- _Your task_:
Pick out each line in the material below that contains the word "towel", and copy those lines.

Bounding box annotation entries:
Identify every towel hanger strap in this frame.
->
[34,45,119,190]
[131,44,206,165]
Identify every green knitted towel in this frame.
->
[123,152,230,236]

- _The output_:
Identify every towel hanger strap in this frame.
Identify every green knitted towel in this frame.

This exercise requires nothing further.